Text excerpt:
• • • • • • •

Ahmedabad 2008 was a landmark moment in Dale Steyn’s Test career. Virender Sehwag had battered South Africa with a triple hundred at Chennai in the first Test match and a bruised South African attack arrived in Ahmedabad mentally bruised for the second Test.
Bowling out India’s batting line-up had appeared near improbable at Chennai, yet within 15 overs of the first innings at Ahmedabad, Steyn had sent back two of India’s batting backbones from the Chennai Test - Virender Sehwag and Rahul Dravid.
He cleaned up Sehwag with a corker of an in-swinger and then seamed the ball away from Dravid to reduce India to 53 for 5. This would turn into 76 all out with Steyn picking up 5 for 23 and South Africa going on to win the Test by an innings and 90 runs.
This wasn’t a one-off either as his performances in Karachi before this and Nagpur after this show. In 2007 in Karachi, Morne Morkel injured his foot ahead of the first Test and Steyn, an irregular in the starting XI until then, opened the attack with Makhaya Ntini. In a game-changing spell, Steyn removed Pakistan’s top three in the second innings including a defiant Younis Khan to bowl South Africa to a win.
At Nagpur in 2010, he once again tormented the Indians with a 7 for 51, which included the big wicket of Sachin Tendulkar. It remains his best-ever performance in a Test innings and one that catapulted him into a heroic performer in Asian conditions.
Among non-Asian pacers, nobody had more success than Steyn in Asia. He picked up 92 wickets, 15 more than the next best, Courtney Walsh, and struck at a rate of 42.9, the best after Richard Hadlee.

• • • • • • •

Point annotation dataset records:
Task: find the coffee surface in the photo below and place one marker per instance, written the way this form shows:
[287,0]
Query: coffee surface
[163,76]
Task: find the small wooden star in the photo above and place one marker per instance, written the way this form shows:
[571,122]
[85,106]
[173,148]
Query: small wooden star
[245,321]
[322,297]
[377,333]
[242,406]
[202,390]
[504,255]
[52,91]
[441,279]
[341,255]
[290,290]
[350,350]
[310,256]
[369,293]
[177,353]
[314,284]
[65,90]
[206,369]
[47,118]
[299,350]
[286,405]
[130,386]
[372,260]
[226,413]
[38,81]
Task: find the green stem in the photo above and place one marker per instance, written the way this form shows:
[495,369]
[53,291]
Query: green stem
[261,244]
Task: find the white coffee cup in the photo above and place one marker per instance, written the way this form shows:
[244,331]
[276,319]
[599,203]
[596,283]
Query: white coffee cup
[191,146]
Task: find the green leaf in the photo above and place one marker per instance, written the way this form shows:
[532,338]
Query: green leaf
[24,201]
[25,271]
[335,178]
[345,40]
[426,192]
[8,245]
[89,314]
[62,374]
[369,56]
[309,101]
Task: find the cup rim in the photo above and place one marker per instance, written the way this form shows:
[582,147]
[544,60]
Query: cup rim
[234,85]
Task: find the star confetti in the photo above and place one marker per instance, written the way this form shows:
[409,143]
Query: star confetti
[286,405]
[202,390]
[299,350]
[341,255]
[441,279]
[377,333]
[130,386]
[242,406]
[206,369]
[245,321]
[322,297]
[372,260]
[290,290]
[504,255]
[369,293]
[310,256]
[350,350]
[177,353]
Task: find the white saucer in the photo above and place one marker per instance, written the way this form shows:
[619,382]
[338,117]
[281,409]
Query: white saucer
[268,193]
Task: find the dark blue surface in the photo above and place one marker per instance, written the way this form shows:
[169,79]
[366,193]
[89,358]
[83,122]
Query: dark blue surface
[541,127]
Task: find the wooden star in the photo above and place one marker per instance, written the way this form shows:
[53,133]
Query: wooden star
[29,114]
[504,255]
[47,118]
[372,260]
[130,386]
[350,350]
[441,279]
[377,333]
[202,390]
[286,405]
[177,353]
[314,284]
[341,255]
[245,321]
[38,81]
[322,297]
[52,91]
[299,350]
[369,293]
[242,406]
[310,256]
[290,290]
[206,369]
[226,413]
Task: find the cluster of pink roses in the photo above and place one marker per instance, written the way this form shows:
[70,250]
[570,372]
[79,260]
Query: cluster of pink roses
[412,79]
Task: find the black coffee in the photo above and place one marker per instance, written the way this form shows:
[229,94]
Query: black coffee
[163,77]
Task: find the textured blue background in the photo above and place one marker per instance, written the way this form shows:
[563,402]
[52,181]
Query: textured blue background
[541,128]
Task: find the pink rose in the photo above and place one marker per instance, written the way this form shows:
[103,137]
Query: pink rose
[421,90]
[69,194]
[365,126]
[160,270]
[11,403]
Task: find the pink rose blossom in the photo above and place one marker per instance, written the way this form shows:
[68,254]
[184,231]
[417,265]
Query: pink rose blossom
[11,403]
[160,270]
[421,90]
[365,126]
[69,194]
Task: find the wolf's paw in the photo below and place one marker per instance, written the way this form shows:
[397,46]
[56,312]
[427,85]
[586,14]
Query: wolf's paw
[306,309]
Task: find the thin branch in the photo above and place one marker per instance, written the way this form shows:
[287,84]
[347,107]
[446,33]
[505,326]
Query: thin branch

• • • • • • •

The tasks:
**A.** In the text about Dale Steyn, what were his bowling figures at Nagpur in 2010?
**B.** List every line of the records that contains the word "cluster".

Final results:
**A.** 7 for 51

**B.**
Task: find the cluster of pink roses in the photo above and place one marker per instance, written the way this form shows:
Query: cluster of pink roses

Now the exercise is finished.